- ACTION ITEM:
A faithful, complete copy of the records is required.

====== DATASET EXTRACT ======

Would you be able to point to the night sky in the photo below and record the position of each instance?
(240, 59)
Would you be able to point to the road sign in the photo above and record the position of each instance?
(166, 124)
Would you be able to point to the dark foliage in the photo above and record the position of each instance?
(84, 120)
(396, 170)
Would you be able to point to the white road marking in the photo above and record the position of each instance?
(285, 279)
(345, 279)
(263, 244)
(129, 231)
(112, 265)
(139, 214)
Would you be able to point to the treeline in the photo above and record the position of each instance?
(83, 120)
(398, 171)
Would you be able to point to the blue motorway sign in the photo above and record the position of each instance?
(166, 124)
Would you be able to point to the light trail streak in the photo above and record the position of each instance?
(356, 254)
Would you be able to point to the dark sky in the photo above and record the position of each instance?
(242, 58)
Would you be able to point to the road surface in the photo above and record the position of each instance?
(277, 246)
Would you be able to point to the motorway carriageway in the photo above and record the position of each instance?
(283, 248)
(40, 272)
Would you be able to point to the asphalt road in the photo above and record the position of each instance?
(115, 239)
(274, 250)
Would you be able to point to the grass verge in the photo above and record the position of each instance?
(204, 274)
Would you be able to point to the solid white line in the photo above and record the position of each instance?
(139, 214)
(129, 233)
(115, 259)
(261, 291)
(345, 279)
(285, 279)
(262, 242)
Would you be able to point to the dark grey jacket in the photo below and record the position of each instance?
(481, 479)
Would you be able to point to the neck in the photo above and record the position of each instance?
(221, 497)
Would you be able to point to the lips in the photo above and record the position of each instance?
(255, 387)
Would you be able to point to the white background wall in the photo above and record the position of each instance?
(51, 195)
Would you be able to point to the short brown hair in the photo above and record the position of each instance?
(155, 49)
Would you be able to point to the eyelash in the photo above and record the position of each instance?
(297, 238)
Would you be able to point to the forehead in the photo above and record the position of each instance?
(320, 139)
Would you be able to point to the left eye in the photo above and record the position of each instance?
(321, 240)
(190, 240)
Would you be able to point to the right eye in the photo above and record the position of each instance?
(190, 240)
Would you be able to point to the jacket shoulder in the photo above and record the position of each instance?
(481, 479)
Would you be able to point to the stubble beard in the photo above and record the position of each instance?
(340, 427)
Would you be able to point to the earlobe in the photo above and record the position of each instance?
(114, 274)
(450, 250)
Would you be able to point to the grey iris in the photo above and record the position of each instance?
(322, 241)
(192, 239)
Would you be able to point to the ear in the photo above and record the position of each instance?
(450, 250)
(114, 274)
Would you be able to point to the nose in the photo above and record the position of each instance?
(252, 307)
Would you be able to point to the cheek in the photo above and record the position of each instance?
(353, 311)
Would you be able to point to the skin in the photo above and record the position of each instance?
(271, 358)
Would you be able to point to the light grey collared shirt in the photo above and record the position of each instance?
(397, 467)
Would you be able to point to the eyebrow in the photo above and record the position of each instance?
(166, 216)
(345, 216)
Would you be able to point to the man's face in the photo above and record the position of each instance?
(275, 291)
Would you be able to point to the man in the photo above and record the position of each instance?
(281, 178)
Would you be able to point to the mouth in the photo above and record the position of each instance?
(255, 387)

======

- EXERCISE SOLUTION:
Would you be able to point to the night sky in the photo below and record the position of each instance?
(240, 59)
Would you be able to point to the road sign in the photo above and record the position of each instance?
(166, 124)
Would you be able to point to the dark foliage in the photo above and record the position of each instance?
(84, 120)
(396, 170)
Would you be able to point to the white road marking in the photo above and record the position of each instance?
(285, 279)
(345, 279)
(263, 244)
(129, 231)
(112, 265)
(139, 214)
Would you be able to point to the treeline in the photo above and record the position of each instance?
(83, 120)
(398, 171)
Would you be able to point to the blue motorway sign in the photo above and record the position of each instance?
(166, 124)
Would you be able to point to the light trail streak in the photo above and record the position of each instance?
(356, 254)
Would you be able to point to the dark sky in the photo above and record the position of each instance?
(242, 58)
Would you be able to point to the road surface in the photo above and record the position of each instance?
(277, 246)
Would you be able to point to the motorway carriageway in the photo above and record the position of each instance?
(283, 248)
(40, 272)
Would you be able to point to the asphalt road in the photo above and record the position of each instance?
(115, 239)
(274, 250)
Would you be able to point to the grass verge in the photo above and record the position of each instance?
(204, 274)
Would you be able to point to the solid white line in the photo above and record the position of each instance?
(139, 214)
(129, 233)
(115, 259)
(261, 291)
(345, 279)
(285, 279)
(262, 242)
Would you be able to point to the dark grey jacket in the photo below and record the position of each instance?
(481, 479)
Would you be able to point to the neck in the photo above and record the position of each instance?
(221, 497)
Would you be able to point to the lips in the photo above and record the position of each instance?
(255, 387)
Would you be able to point to the white background wall in the photo above and record the position of each instance?
(51, 195)
Would you be able to point to the short brown hair in the photo above and record the position of each instance?
(155, 49)
Would you be able to point to the eyelash in the photo above and record the position of each instance?
(297, 238)
Would you be able to point to the forehead in the photo above and record the position of each instance?
(320, 139)
Would you be able to point to the left eye in the photo above and record the position of each instance?
(321, 240)
(190, 240)
Would you be able to point to the right eye in the photo above and record the position of each instance?
(190, 240)
Would you be able to point to the jacket shoulder in the photo above and record the position of each instance?
(481, 479)
Would you be able to point to the stubble beard in the photo above and record the position of each instance?
(340, 427)
Would you be able to point to the earlobe in the photo above and record the position of each instance?
(114, 274)
(450, 250)
Would you be able to point to the grey iris in the photo above and record the position of each instance?
(322, 241)
(192, 239)
Would you be able to point to the ear in the photo above and record the position of each instance?
(450, 250)
(114, 274)
Would you be able to point to the nose in the photo above and record the position of each instance?
(252, 307)
Would you be able to point to the cheek in the photo above and record the position of each instance?
(353, 311)
Would you be able to point to the skin in the photo above and record the position of each instance?
(271, 358)
Would you be able to point to the light grey collared shirt in the photo above and record the position of each instance?
(397, 467)
Would you be able to point to the eyebrow in the photo above and record the position of each instance?
(166, 216)
(345, 216)
Would you be able to point to the man's face in the photo above and record the position of each instance?
(275, 291)
Would you be able to point to the man in the photo above and record the position of each instance?
(281, 178)
Would you be able to point to the mouth in the photo above and record the position of each instance?
(255, 387)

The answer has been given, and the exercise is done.